_Aim of the task_
All of the records below need to be copied exactly.

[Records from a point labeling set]

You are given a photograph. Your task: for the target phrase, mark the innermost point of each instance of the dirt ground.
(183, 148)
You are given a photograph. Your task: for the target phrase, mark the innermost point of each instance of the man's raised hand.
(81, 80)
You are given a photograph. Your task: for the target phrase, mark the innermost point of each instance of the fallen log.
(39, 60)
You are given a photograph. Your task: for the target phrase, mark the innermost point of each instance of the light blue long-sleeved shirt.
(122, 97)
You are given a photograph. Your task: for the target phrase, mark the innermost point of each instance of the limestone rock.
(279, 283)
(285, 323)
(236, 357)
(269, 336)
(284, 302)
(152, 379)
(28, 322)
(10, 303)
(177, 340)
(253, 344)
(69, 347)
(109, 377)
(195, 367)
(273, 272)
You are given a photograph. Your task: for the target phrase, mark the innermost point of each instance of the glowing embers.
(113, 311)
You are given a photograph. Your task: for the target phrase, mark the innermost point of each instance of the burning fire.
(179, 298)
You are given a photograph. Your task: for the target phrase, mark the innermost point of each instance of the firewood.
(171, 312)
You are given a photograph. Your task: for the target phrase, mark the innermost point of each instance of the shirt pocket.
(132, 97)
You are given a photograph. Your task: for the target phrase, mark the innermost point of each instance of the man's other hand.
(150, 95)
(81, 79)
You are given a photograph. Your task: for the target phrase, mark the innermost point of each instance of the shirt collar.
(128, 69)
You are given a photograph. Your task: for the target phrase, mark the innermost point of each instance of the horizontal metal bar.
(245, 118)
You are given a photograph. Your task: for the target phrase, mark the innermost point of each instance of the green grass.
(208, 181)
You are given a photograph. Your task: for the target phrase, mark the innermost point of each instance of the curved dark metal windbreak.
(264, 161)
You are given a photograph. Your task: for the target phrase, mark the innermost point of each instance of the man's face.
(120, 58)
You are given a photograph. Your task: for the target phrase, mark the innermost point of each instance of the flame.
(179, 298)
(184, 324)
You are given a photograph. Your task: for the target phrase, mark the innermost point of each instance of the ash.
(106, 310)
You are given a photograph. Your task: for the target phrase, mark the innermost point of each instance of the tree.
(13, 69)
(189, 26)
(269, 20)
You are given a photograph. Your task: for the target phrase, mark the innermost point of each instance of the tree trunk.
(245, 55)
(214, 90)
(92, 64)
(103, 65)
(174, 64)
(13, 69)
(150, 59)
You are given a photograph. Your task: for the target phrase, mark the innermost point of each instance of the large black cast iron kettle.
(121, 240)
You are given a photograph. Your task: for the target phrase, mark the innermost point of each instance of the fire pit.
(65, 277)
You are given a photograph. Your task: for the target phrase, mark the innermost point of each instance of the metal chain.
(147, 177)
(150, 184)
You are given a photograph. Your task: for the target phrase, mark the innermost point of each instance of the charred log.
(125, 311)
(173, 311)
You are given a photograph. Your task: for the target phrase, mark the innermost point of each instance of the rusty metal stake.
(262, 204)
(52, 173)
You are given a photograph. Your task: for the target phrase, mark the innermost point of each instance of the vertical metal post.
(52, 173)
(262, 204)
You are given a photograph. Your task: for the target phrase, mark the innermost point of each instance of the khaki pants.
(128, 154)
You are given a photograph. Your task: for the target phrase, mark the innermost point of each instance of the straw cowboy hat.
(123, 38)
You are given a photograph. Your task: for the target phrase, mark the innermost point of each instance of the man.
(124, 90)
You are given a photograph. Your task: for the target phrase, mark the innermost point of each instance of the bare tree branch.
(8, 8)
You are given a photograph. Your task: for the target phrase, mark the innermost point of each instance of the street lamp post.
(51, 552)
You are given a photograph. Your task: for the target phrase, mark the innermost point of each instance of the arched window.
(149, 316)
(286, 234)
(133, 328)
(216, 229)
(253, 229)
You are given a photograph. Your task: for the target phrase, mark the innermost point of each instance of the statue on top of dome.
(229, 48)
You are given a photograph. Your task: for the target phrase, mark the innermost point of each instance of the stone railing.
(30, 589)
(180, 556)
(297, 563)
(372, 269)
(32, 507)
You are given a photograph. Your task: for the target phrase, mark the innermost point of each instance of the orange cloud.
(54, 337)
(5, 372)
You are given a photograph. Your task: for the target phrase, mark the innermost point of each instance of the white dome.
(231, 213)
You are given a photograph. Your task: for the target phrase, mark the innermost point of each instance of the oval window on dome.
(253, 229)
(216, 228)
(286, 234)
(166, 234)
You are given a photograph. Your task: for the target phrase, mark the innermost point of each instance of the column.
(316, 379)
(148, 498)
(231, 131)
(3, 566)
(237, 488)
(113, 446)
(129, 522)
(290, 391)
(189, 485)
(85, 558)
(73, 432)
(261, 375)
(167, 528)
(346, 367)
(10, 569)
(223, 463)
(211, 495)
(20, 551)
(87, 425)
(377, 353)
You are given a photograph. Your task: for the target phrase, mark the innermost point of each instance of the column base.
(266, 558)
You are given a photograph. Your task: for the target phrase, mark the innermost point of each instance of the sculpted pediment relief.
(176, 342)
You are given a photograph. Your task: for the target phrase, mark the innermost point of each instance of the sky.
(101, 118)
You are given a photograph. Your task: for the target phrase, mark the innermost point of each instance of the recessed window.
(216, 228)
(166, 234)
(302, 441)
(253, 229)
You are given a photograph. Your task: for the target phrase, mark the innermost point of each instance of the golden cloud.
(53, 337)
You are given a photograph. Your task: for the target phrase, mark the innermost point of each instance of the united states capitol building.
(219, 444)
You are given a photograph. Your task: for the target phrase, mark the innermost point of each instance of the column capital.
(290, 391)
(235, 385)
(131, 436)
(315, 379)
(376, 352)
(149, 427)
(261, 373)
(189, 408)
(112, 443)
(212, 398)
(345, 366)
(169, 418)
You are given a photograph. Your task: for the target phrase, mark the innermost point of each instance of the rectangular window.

_Expected answer_
You are given a photograph. Your task: for the target phrase, mark the innermost point of each instance of the dirt ground.
(183, 148)
You are given a photograph. Your task: for the target phrase, mark the innermost point of each instance of the man's raised hand.
(81, 80)
You are given a photograph. Your task: for the target phrase, mark the innermost point of each instance of the fallen log.
(39, 60)
You are given a photograph. Your task: for the target phrase, mark the innermost point of each instance of the light blue long-sleeved shirt.
(122, 97)
You are given a photograph. Your task: for the target phrase, mark the innermost point of each instance of the limestone rock.
(279, 283)
(285, 323)
(236, 357)
(269, 336)
(284, 302)
(152, 379)
(28, 322)
(10, 303)
(177, 340)
(253, 344)
(69, 347)
(109, 377)
(195, 367)
(273, 272)
You are given a photograph. Your task: for the target phrase, mark the innermost point of each instance of the glowing embers.
(113, 311)
You are given a photograph. Your task: for the target phrase, mark the innermost point of each instance of the burning fire.
(179, 298)
You are given a photograph. Your task: for the target phrase, mark the innermost point of each instance of the firewood.
(171, 312)
You are given a photograph. Your task: for the target phrase, mark the innermost point of each instance of the shirt pocket.
(132, 97)
You are given a photograph. Your task: for the target phrase, mark the innermost point of each instance of the man's other hand.
(150, 95)
(81, 79)
You are given a photograph. Your task: for the target phrase, mark the innermost point of each instance of the shirt collar.
(128, 69)
You are given a photograph. Your task: for the target phrase, mark the innermost point of each instance of the horizontal metal bar.
(245, 118)
You are given a photograph. Your task: for the target phrase, mark the innermost point of each instance of the green grass.
(208, 181)
You are given a photograph. Your task: for the target phrase, mark the innermost point of each instance of the curved dark metal windbreak.
(264, 161)
You are given a photograph. Your task: for the target phrase, mark the innermost point of each instance of the man's face.
(120, 58)
You are given a photograph. Your task: for the target phrase, mark the innermost point of each instance of the flame.
(179, 298)
(184, 324)
You are given a photograph. Your task: for the target phrase, mark the innermost point of each instance of the ash.
(106, 310)
You are given a photograph. Your task: for the target phrase, mark the innermost point of each instance of the tree.
(13, 69)
(189, 26)
(269, 20)
You are given a photograph. Your task: for the target phrase, mark the innermost point of each instance of the tree trunk.
(245, 55)
(214, 90)
(92, 64)
(103, 65)
(174, 64)
(13, 69)
(150, 59)
You are given a photograph. Your task: for the target phrase, mark the innermost point of each instance of the large black cast iron kettle.
(121, 240)
You are given a photograph. Your task: for the target phrase, mark the innermost point of each instance of the fire pit.
(65, 277)
You are given a photograph. Your task: for the target phrase, mark the innermost point of each instance of the metal chain.
(147, 177)
(150, 184)
You are given a photograph. Your task: for the target phrase, mark the innermost point of each instance of the charred log.
(125, 311)
(173, 311)
You are given a photograph. Your task: for the target phrase, mark the innermost point of each instance of the rusty metal stake.
(262, 204)
(52, 173)
You are given a photograph. Your task: for the target phrase, mark the innermost point of each instance of the vertical metal post.
(52, 173)
(262, 204)
You are given a photograph. Your task: for the target phrase, mark the innermost point of each instance of the khaki pants.
(128, 154)
You are given a photograph. Your task: for the target phrase, mark the innermost point of each instance of the straw cowboy hat.
(123, 38)
You are given a photograph. Your task: for the target phrase, mark the innermost point of each instance of the man.
(124, 90)
You are given a photograph. Your task: for the target phrase, mark the innermost point of each instance of the bare tree branch.
(8, 8)
You are given a photograph. Your task: for the target phrase, mark the innermost point of each instance of the street lamp post.
(51, 552)
You are given a photograph. Your task: for the target phrase, mark the innermost point of each instance of the arched window.
(149, 316)
(286, 234)
(133, 328)
(216, 229)
(253, 229)
You are given a photograph. Your task: for the target phrase, mark the innermost point of each instance of the statue on top of dome.
(229, 48)
You are given a photograph. Your task: for the target phrase, mark the innermost point of each instance of the stone railing.
(30, 589)
(180, 556)
(297, 563)
(372, 269)
(32, 507)
You are given a photograph. Your task: for the target phrase, mark the innermost point of each instance of the orange cloud.
(54, 337)
(5, 372)
You are given a photograph. Your task: for the target phrase, mark the innermost point of each instance of the white dome.
(231, 213)
You are given a photograph. Your task: for the target phrase, mark the innermost point of each instance of the oval window on dome.
(253, 229)
(216, 228)
(286, 234)
(166, 234)
You are given a photograph. Your task: for the target phrase, mark the innermost point of each instance of the column.
(316, 379)
(148, 498)
(231, 131)
(3, 566)
(237, 488)
(113, 446)
(129, 522)
(290, 391)
(189, 485)
(85, 558)
(73, 432)
(261, 375)
(167, 528)
(346, 367)
(10, 569)
(223, 463)
(211, 495)
(20, 551)
(87, 425)
(377, 353)
You are given a photograph. Your task: for the target phrase, mark the innermost point of each instance of the column base.
(266, 558)
You are given a photograph. Your task: for the target phrase, mark the innermost point of each instance of the sculpted pediment relief.
(176, 342)
You are given a photograph. Your task: for the target phrase, mark the innermost point of each instance of the sky.
(101, 118)
You are given a photograph. Your task: for the target phrase, mark the innermost point of each instance of the recessed window.
(216, 228)
(166, 234)
(302, 441)
(253, 229)
You are given a photograph. Your task: for the target phrase, mark the innermost point of each instance of the golden cloud.
(53, 337)
You are given a photograph. Your task: for the target phrase, mark the innermost point of each instance of the united states capitol building.
(219, 444)
You are given a photograph. Your task: for the target phrase, mark the innermost point of each instance of the column capital.
(290, 391)
(235, 385)
(131, 436)
(315, 379)
(376, 352)
(149, 427)
(261, 373)
(189, 408)
(112, 443)
(212, 398)
(345, 366)
(169, 418)
You are given a photograph. Your task: for the target phrase, mark the innermost point of each instance of the rectangular window.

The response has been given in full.